Repeat the lines below verbatim, from the very first one through the line that contains "(459, 1101)". Leave the pictures out of your answer.

[Start]

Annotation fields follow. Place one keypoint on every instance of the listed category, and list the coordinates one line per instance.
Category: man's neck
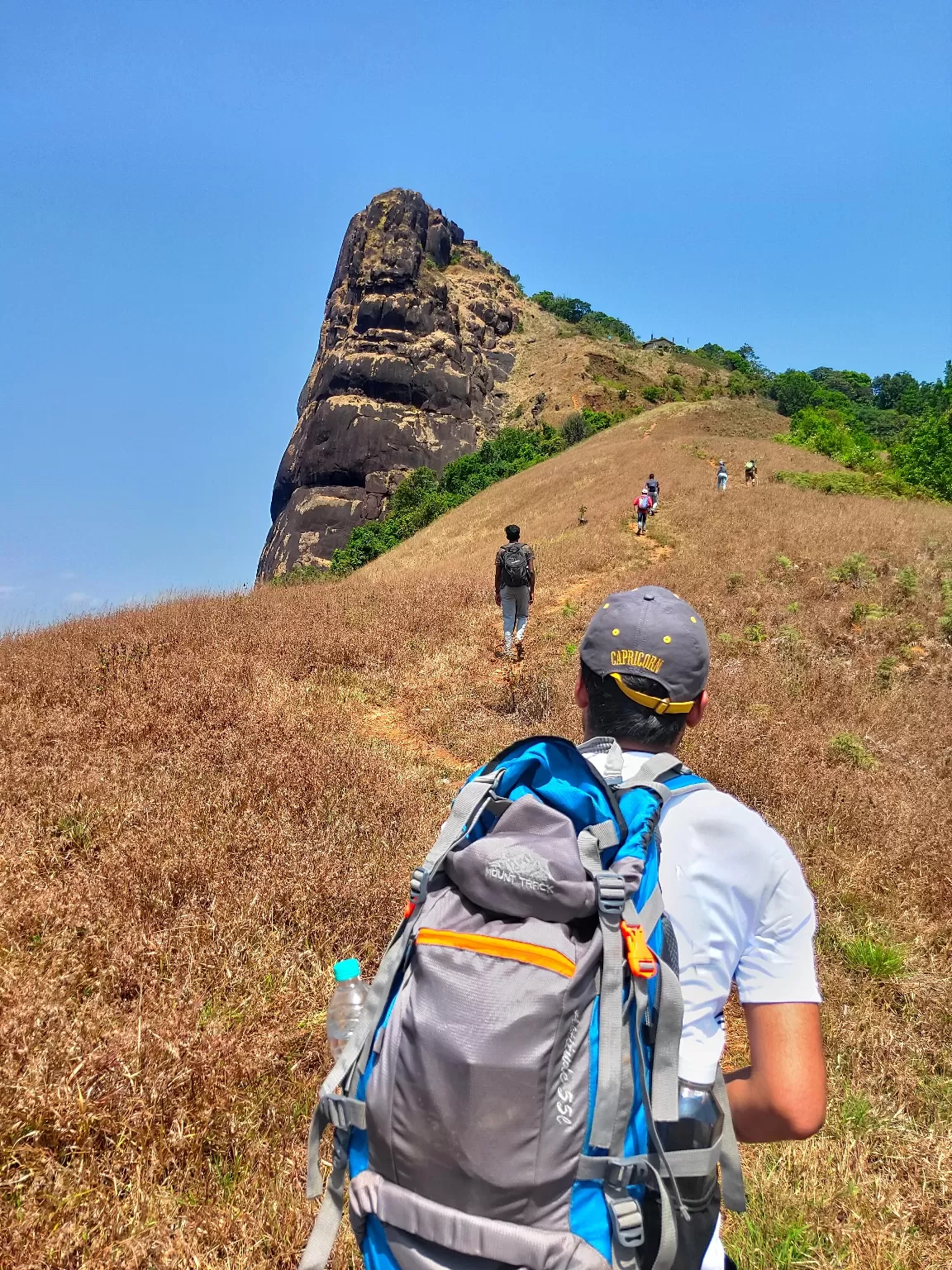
(642, 747)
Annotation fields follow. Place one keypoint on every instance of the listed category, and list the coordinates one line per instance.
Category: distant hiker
(516, 587)
(580, 997)
(642, 506)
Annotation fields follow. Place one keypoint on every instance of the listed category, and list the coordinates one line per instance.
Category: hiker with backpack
(516, 588)
(535, 1076)
(642, 508)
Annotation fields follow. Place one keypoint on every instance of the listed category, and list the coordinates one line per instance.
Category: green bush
(588, 320)
(924, 454)
(854, 571)
(585, 423)
(574, 428)
(869, 484)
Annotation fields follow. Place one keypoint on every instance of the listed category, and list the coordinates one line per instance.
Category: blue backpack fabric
(459, 1101)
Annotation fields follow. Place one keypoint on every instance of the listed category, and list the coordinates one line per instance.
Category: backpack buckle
(642, 962)
(627, 1220)
(611, 893)
(418, 884)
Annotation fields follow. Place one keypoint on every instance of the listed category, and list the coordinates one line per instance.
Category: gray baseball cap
(650, 633)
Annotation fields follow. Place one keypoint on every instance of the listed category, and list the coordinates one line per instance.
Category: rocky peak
(414, 345)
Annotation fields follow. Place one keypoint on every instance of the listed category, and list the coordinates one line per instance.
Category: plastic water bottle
(698, 1125)
(345, 1005)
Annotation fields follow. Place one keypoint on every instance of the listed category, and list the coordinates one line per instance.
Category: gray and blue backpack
(509, 1097)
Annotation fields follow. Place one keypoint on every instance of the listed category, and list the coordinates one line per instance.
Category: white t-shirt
(741, 911)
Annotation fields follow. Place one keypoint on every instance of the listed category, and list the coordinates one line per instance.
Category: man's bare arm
(783, 1092)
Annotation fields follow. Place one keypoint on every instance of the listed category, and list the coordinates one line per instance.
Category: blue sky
(177, 179)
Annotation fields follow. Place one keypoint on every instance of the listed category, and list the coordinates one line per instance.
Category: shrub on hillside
(589, 322)
(924, 454)
(585, 423)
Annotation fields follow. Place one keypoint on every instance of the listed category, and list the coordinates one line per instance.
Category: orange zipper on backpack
(489, 945)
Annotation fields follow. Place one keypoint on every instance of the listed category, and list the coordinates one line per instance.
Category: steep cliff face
(407, 374)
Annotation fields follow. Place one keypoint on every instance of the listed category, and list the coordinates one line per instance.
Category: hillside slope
(208, 801)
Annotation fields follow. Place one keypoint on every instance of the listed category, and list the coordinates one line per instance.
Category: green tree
(924, 455)
(793, 390)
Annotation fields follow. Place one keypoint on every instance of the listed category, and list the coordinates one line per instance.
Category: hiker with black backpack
(642, 507)
(514, 587)
(535, 1077)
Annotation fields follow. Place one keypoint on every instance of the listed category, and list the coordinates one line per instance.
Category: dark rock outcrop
(407, 375)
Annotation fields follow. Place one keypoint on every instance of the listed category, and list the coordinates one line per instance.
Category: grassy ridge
(423, 495)
(208, 801)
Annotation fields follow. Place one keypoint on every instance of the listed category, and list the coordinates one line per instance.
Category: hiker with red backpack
(642, 507)
(535, 1076)
(514, 587)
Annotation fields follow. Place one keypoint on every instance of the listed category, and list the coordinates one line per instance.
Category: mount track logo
(518, 867)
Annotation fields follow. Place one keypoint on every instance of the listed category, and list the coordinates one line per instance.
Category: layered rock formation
(407, 374)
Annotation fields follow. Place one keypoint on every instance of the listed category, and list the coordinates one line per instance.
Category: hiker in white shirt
(733, 888)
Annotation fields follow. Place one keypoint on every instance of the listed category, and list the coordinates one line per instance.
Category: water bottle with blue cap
(345, 1005)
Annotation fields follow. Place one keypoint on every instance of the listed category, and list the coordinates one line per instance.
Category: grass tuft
(878, 960)
(845, 747)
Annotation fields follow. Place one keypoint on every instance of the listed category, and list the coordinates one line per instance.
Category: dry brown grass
(207, 801)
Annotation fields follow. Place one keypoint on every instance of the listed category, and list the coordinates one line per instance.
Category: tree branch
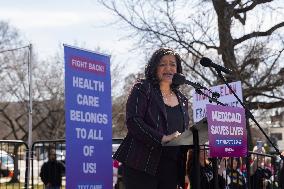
(258, 34)
(250, 7)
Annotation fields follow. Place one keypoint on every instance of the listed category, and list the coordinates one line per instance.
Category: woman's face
(167, 68)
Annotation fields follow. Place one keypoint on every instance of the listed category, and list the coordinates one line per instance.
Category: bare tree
(235, 32)
(48, 105)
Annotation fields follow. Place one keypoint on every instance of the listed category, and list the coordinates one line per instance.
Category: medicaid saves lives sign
(226, 97)
(88, 119)
(226, 131)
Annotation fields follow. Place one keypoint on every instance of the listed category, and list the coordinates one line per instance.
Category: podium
(191, 138)
(186, 138)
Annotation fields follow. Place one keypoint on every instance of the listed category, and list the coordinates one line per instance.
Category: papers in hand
(186, 138)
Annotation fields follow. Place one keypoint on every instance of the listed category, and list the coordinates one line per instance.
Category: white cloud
(49, 19)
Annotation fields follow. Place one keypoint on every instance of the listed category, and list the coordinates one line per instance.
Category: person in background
(233, 176)
(206, 171)
(156, 113)
(51, 171)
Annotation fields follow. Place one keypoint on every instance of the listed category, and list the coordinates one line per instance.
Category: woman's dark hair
(152, 65)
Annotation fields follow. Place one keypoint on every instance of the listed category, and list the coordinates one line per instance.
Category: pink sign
(226, 131)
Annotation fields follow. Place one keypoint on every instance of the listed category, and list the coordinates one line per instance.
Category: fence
(258, 171)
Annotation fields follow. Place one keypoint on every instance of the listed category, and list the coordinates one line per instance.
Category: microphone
(206, 62)
(179, 79)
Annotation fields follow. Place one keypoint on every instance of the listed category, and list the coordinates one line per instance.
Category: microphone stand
(248, 115)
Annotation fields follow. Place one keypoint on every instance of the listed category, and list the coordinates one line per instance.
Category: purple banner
(88, 119)
(226, 131)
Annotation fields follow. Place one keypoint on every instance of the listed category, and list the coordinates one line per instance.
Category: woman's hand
(168, 138)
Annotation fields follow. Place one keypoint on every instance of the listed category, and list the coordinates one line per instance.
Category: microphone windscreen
(206, 62)
(178, 79)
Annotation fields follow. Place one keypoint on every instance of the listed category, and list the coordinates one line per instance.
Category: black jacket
(51, 172)
(146, 121)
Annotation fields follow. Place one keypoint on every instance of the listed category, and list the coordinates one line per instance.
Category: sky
(49, 24)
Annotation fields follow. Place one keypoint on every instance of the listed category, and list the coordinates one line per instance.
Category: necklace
(166, 96)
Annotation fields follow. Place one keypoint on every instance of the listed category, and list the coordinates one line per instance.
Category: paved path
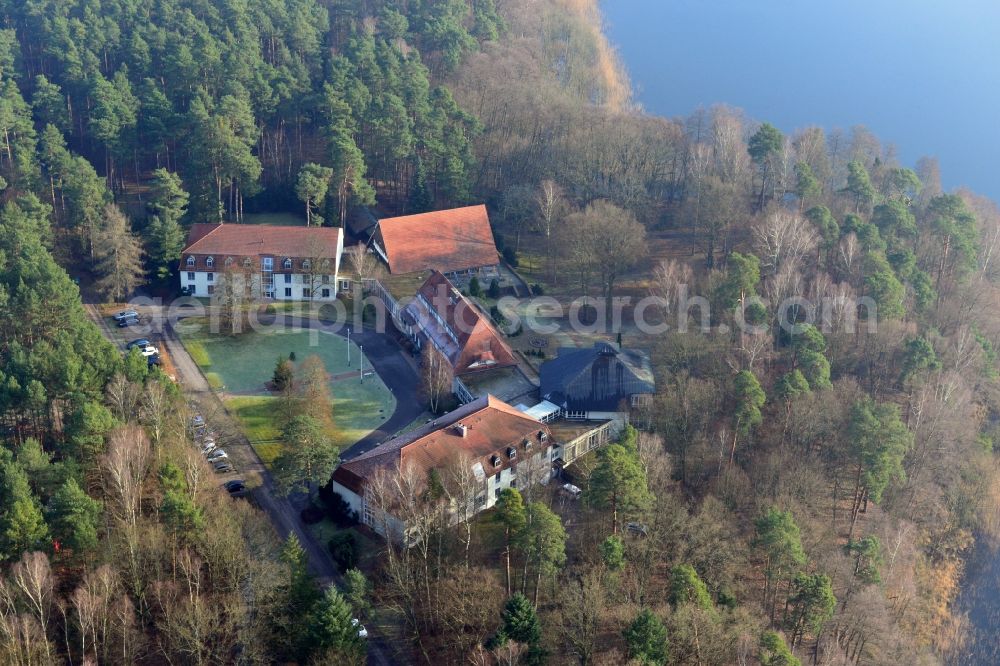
(283, 512)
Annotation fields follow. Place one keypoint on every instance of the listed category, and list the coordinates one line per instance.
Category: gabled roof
(491, 427)
(444, 240)
(252, 240)
(598, 378)
(459, 331)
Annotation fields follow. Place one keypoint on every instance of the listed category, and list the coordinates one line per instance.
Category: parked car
(362, 632)
(571, 491)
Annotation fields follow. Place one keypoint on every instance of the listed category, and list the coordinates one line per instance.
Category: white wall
(299, 281)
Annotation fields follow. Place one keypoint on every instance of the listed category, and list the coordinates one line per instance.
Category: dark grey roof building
(597, 379)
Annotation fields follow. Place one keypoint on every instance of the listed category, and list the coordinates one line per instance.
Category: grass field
(280, 219)
(244, 364)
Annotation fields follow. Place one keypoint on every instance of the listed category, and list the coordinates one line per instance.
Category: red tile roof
(476, 345)
(444, 240)
(492, 426)
(254, 240)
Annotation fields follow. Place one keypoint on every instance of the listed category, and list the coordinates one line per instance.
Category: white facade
(277, 277)
(537, 469)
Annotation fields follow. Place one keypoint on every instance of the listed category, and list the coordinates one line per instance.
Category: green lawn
(280, 219)
(245, 362)
(244, 365)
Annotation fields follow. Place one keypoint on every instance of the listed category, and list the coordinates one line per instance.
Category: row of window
(267, 263)
(325, 279)
(306, 292)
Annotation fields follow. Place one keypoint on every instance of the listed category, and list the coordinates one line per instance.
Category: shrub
(344, 549)
(510, 256)
(337, 510)
(283, 373)
(311, 515)
(214, 380)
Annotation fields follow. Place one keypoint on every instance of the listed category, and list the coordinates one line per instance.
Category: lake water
(921, 74)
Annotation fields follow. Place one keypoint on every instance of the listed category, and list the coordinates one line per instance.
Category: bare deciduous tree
(436, 377)
(784, 238)
(125, 466)
(123, 397)
(31, 578)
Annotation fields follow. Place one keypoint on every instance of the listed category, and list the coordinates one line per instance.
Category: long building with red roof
(488, 443)
(453, 241)
(284, 263)
(440, 315)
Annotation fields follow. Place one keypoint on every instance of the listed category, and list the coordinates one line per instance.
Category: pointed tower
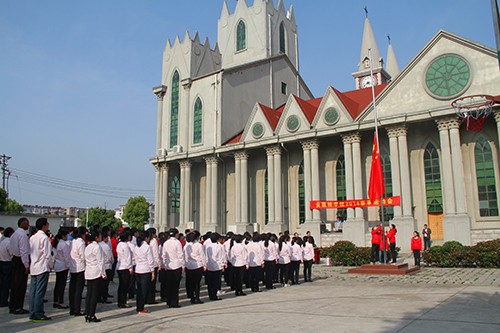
(392, 66)
(362, 76)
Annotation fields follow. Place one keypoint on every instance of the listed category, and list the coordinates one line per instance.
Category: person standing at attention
(416, 247)
(20, 249)
(426, 234)
(40, 267)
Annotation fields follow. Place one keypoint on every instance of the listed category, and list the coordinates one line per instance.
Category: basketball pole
(384, 253)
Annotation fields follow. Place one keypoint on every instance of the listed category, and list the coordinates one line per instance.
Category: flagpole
(378, 147)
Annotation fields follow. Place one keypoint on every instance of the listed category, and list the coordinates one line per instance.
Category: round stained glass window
(331, 117)
(257, 130)
(292, 123)
(447, 76)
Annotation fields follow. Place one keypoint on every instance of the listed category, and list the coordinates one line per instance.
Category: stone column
(164, 197)
(160, 94)
(447, 170)
(395, 173)
(348, 173)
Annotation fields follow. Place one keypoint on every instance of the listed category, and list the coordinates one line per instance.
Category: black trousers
(294, 271)
(193, 280)
(213, 280)
(151, 296)
(269, 272)
(375, 252)
(60, 286)
(307, 270)
(94, 288)
(255, 276)
(123, 285)
(5, 275)
(238, 276)
(143, 281)
(105, 286)
(76, 284)
(173, 280)
(18, 284)
(284, 273)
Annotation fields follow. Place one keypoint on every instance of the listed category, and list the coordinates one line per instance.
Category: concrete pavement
(434, 300)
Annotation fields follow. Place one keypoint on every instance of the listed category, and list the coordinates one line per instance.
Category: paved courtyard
(434, 300)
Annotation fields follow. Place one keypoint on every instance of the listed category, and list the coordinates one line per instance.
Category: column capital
(351, 138)
(310, 144)
(395, 131)
(273, 150)
(241, 155)
(210, 160)
(446, 123)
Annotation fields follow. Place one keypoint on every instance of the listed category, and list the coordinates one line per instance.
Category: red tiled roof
(309, 107)
(356, 101)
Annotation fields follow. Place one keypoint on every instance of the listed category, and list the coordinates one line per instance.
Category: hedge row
(454, 254)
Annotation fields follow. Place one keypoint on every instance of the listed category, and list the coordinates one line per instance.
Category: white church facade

[End]

• Result for this exercise:
Annotation fields follow. Place one keypoint on every instance of the listed category, and list the coordinates one line per instance.
Category: man's neck
(642, 747)
Annotation fields follow. Place one keypoint on every instance of the listed category, and list the coordinates one line per instance.
Category: distant hiker
(516, 587)
(580, 997)
(642, 506)
Annotation fields follow. Place one keypoint on every instance of the listed category, and list the coordinates one line per instance.
Category: hiker with backpack
(516, 588)
(535, 1076)
(642, 508)
Annotation fields follow. Place one keypoint on every instance of the listed category, and list the coordinates one line per instance.
Category: green bush
(588, 320)
(924, 454)
(854, 571)
(585, 423)
(574, 428)
(869, 484)
Annotation fields follow. Place one keypoint on every instance of the listed category, and list the coordinates one line per instance.
Category: blue backpack fabric
(459, 1101)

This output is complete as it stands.